• PROVIDED ENTRIES
Segment Open
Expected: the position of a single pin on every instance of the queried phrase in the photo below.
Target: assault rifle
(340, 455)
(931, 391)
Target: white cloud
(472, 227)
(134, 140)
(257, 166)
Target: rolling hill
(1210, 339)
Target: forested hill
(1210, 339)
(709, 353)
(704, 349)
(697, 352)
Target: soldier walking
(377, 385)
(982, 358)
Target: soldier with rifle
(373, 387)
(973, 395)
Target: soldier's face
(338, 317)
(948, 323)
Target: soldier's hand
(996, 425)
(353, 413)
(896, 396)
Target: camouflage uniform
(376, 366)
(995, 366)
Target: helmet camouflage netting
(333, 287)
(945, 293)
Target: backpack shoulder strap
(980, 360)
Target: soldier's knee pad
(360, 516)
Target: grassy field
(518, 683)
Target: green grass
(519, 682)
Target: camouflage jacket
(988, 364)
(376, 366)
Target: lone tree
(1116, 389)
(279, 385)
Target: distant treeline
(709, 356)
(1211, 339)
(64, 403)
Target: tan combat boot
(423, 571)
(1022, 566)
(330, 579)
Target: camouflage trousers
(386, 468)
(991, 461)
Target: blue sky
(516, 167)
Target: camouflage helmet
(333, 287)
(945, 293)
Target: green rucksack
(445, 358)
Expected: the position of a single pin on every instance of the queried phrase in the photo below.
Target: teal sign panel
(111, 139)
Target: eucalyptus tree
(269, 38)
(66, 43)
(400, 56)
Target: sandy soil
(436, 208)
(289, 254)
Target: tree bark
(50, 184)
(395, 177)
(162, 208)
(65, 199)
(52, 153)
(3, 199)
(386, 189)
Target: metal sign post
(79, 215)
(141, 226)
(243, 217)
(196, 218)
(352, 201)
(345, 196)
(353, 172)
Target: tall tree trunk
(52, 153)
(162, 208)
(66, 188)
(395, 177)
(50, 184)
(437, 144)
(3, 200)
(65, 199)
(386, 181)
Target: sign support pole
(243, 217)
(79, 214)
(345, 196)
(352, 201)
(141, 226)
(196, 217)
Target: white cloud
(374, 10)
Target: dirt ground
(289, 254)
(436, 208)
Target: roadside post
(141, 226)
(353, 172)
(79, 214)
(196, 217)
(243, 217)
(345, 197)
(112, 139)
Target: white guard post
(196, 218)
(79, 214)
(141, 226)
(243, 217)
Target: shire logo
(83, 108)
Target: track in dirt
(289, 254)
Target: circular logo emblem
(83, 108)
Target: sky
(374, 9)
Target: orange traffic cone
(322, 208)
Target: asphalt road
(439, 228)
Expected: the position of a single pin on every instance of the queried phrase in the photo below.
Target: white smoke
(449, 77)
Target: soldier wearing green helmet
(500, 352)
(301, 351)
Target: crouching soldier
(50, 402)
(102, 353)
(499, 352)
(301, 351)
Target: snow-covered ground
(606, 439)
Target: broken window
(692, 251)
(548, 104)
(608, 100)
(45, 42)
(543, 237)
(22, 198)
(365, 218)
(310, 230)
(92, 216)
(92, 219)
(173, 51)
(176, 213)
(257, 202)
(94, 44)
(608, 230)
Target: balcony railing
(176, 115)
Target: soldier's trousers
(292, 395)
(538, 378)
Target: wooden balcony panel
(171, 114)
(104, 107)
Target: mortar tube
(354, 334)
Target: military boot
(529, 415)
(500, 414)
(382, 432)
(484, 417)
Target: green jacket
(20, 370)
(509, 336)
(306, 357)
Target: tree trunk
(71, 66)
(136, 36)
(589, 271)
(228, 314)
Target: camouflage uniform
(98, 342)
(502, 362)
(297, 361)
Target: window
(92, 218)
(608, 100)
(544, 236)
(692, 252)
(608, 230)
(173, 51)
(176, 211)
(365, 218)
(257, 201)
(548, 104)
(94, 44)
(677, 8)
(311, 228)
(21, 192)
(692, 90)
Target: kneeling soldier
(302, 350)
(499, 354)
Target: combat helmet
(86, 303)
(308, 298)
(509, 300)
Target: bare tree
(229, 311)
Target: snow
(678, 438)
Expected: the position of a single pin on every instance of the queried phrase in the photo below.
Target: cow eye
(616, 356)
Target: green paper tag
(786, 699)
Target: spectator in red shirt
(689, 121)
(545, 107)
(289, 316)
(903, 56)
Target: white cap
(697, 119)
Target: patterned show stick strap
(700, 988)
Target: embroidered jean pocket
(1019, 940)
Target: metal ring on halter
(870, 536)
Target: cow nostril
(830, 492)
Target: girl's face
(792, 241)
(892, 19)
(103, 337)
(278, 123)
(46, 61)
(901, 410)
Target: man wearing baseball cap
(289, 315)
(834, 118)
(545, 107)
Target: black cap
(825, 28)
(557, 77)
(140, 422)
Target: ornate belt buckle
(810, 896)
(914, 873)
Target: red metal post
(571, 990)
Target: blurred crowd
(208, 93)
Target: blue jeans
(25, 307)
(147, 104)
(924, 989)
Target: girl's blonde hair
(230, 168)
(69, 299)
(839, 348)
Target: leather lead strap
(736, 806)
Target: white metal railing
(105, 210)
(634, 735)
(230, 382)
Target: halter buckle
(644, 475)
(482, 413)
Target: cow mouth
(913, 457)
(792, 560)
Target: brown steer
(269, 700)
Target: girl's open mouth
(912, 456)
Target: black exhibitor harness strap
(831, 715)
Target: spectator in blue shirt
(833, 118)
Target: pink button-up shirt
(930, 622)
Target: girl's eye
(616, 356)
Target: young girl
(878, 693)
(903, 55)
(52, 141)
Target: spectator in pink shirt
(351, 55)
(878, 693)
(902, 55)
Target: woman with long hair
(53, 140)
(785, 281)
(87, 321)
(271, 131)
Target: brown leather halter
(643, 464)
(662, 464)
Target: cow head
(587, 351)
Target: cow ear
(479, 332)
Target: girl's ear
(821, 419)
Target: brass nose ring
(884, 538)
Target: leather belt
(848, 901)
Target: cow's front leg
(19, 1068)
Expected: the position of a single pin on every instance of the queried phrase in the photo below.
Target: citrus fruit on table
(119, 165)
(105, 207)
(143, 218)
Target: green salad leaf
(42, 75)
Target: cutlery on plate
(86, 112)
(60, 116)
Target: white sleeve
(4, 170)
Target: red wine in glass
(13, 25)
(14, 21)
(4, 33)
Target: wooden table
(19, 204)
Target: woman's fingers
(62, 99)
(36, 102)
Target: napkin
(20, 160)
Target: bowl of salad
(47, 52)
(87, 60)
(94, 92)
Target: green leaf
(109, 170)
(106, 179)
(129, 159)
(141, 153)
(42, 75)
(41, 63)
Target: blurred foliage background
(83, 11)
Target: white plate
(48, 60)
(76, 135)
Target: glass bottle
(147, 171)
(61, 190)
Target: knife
Segment Closed
• REQUIRED WORK
Repeat the whole listing exactly. Leave nothing out.

• RESPONSE TO THIS TASK
Expected: the position of a single pin on every instance of the queried phrase in the photo below.
Target: assault rifle
(340, 455)
(931, 391)
Target: white cloud
(472, 227)
(134, 140)
(257, 166)
Target: rolling hill
(1210, 339)
Target: forested hill
(1210, 339)
(709, 353)
(704, 349)
(697, 352)
Target: soldier walking
(377, 385)
(982, 358)
Target: soldier with rifle
(373, 387)
(973, 395)
Target: soldier's face
(338, 317)
(948, 323)
Target: soldier's hand
(996, 425)
(353, 413)
(896, 396)
Target: camouflage uniform
(376, 366)
(995, 366)
Target: helmet camouflage netting
(333, 287)
(945, 293)
Target: backpack shoulder strap
(980, 360)
Target: soldier's knee pad
(360, 516)
Target: grassy field
(518, 683)
Target: green grass
(519, 682)
Target: camouflage jacket
(988, 364)
(376, 366)
Target: lone tree
(1116, 389)
(279, 385)
Target: distant treeline
(709, 356)
(1211, 339)
(64, 403)
Target: tan combat boot
(423, 571)
(1022, 566)
(330, 579)
Target: camouflage trousers
(386, 468)
(991, 461)
Target: blue sky
(516, 167)
Target: camouflage helmet
(333, 287)
(945, 293)
Target: green rucksack
(445, 358)
Expected: the position of a single pin on every instance of the queried phrase in the photo below.
Target: teal sign panel
(111, 139)
Target: eucalyptus tree
(269, 38)
(66, 43)
(400, 56)
Target: sandy soil
(436, 208)
(289, 254)
Target: tree bark
(50, 184)
(395, 177)
(162, 208)
(65, 199)
(52, 153)
(3, 199)
(386, 189)
Target: metal sign post
(79, 215)
(141, 226)
(243, 217)
(196, 218)
(352, 201)
(345, 196)
(353, 172)
Target: tall tree trunk
(52, 153)
(162, 208)
(66, 188)
(395, 177)
(50, 184)
(437, 144)
(3, 200)
(65, 199)
(386, 181)
Target: sign support pole
(243, 217)
(79, 214)
(345, 196)
(352, 201)
(141, 226)
(196, 217)
Target: white cloud
(374, 10)
Target: dirt ground
(289, 254)
(436, 208)
Target: roadside post
(141, 226)
(353, 172)
(79, 214)
(196, 217)
(243, 217)
(345, 197)
(112, 139)
Target: white guard post
(196, 218)
(79, 214)
(141, 226)
(243, 217)
Target: shire logo
(83, 108)
Target: track in dirt
(289, 254)
Target: circular logo emblem
(83, 108)
Target: sky
(374, 9)
Target: orange traffic cone
(322, 208)
Target: asphalt road
(439, 228)
Expected: the position of a single pin on every instance of the queried phrase in the photo below.
Target: white smoke
(449, 77)
Target: soldier wearing green helmet
(500, 352)
(301, 351)
Target: crouching soldier
(50, 402)
(102, 353)
(499, 352)
(301, 351)
Target: snow-covered ground
(606, 439)
Target: broken window
(692, 251)
(548, 104)
(608, 100)
(45, 42)
(543, 237)
(22, 198)
(365, 218)
(310, 230)
(92, 216)
(92, 219)
(173, 51)
(176, 213)
(257, 202)
(94, 44)
(608, 230)
Target: balcony railing
(176, 115)
Target: soldier's trousers
(292, 395)
(538, 378)
Target: wooden balcony panel
(171, 114)
(104, 107)
Target: mortar tube
(354, 334)
Target: military boot
(529, 415)
(500, 414)
(382, 432)
(484, 417)
Target: green jacket
(20, 370)
(509, 336)
(306, 357)
Target: tree trunk
(71, 66)
(136, 36)
(589, 271)
(228, 314)
Target: camouflage uniform
(98, 342)
(502, 362)
(297, 361)
Target: window
(92, 218)
(608, 100)
(544, 236)
(692, 252)
(608, 230)
(173, 51)
(176, 211)
(365, 218)
(257, 201)
(548, 104)
(94, 44)
(677, 8)
(311, 228)
(21, 192)
(692, 90)
Target: kneeling soldier
(302, 350)
(499, 354)
Target: combat helmet
(86, 303)
(308, 298)
(509, 300)
Target: bare tree
(229, 311)
Target: snow
(678, 438)
Expected: the position of a single pin on every instance of the queried phrase in the photo below.
Target: cow eye
(616, 356)
Target: green paper tag
(786, 699)
Target: spectator in red shirt
(689, 121)
(545, 107)
(289, 316)
(903, 56)
Target: white cap
(697, 119)
Target: patterned show stick strap
(700, 988)
Target: embroidered jean pocket
(1019, 940)
Target: metal ring on halter
(870, 536)
Target: cow nostril
(830, 492)
Target: girl's face
(792, 241)
(892, 19)
(103, 337)
(278, 123)
(46, 61)
(901, 410)
Target: man wearing baseball cap
(289, 315)
(834, 118)
(545, 107)
Target: black cap
(825, 28)
(557, 77)
(140, 422)
Target: ornate belt buckle
(810, 896)
(914, 873)
Target: red metal post
(571, 990)
Target: blurred crowd
(208, 93)
Target: blue jeans
(25, 307)
(147, 104)
(924, 989)
Target: girl's blonde hair
(230, 168)
(69, 299)
(839, 348)
Target: leather lead strap
(736, 806)
Target: white metal railing
(105, 210)
(634, 735)
(230, 382)
Target: halter buckle
(644, 475)
(482, 413)
Target: cow mouth
(913, 457)
(792, 560)
Target: brown steer
(269, 700)
Target: girl's open mouth
(912, 456)
Target: black exhibitor harness strap
(831, 715)
Target: spectator in blue shirt
(833, 118)
Target: pink button-up shirt
(930, 622)
Target: girl's eye
(616, 356)
Target: young girl
(878, 693)
(903, 55)
(52, 141)
Target: spectator in pink shirt
(351, 55)
(878, 693)
(902, 55)
Target: woman with long hair
(53, 140)
(785, 281)
(87, 321)
(271, 131)
Target: brown leather halter
(643, 464)
(662, 464)
Target: cow head
(587, 351)
Target: cow ear
(479, 332)
Target: girl's ear
(821, 419)
Target: brass nose ring
(884, 538)
Target: leather belt
(848, 901)
Target: cow's front leg
(19, 1068)
Expected: the position of a single pin on every instance of the queried phrase in the photo below.
Target: citrus fruit on table
(119, 165)
(105, 207)
(143, 218)
Target: green salad leaf
(42, 75)
Target: cutlery on plate
(86, 112)
(60, 116)
Target: white sleeve
(4, 170)
Target: red wine in glass
(13, 25)
(14, 21)
(4, 33)
Target: wooden table
(19, 204)
Target: woman's fingers
(62, 99)
(36, 102)
Target: napkin
(20, 160)
Target: bowl of salad
(47, 52)
(87, 60)
(94, 92)
Target: green leaf
(109, 170)
(106, 179)
(129, 159)
(141, 153)
(42, 75)
(41, 63)
Target: blurred foliage background
(83, 11)
Target: white plate
(48, 60)
(76, 135)
Target: glass bottle
(147, 171)
(61, 190)
Target: knife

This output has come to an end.